#### GIVEN PASSAGE:
*** Begin section ***

I saw my surgeon today for the results of my CT scan. They were not what I wanted to hear. One of my lymph nodes is a little bigger than it should be. The doctor is hoping it is just an infection. He said "You have little kids don't you?" I said yes, and thought, they have been sick, but didn’t tell him that.
He said I need a PET scan. If that comes back negative, he will also do an ultrasound where they stick a needle in my neck to be sure. If it lights up in the PET scan, I will need a neck dissection. If it shows up in the neck and anywhere else, I will need treatment.
The doctor then held my hand, told me that he was sorry he couldn’t give me the news I wanted to hear. He reminded me that this is NOT a diagnosis. Then he said, “Make sure you bring your husband next time. You are here alone today, and I think you will be ok. But just in case you get not-so-good news next time, bring support.” I was anxious, but I honestly didn’t think I would support today.

*** End section ***

#### INFORMATION SHOWN:
*** Begin section ***

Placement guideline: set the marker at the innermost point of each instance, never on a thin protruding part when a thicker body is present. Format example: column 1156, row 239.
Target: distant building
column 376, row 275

*** End section ***

#### WORK ORDER:
Please write out the account of the CT scan results above word for word, from start to finish.

#### WRITTEN ANSWER:
I saw my surgeon today for the results of my CT scan. They were not what I wanted to hear. One of my lymph nodes is a little bigger than it should be. The doctor is hoping it is just an infection. He said "You have little kids don't you?" I said yes, and thought, they have been sick, but didn’t tell him that.
He said I need a PET scan. If that comes back negative, he will also do an ultrasound where they stick a needle in my neck to be sure. If it lights up in the PET scan, I will need a neck dissection. If it shows up in the neck and anywhere else, I will need treatment.
The doctor then held my hand, told me that he was sorry he couldn’t give me the news I wanted to hear. He reminded me that this is NOT a diagnosis. Then he said, “Make sure you bring your husband next time. You are here alone today, and I think you will be ok. But just in case you get not-so-good news next time, bring support.” I was anxious, but I honestly didn’t think I would support today.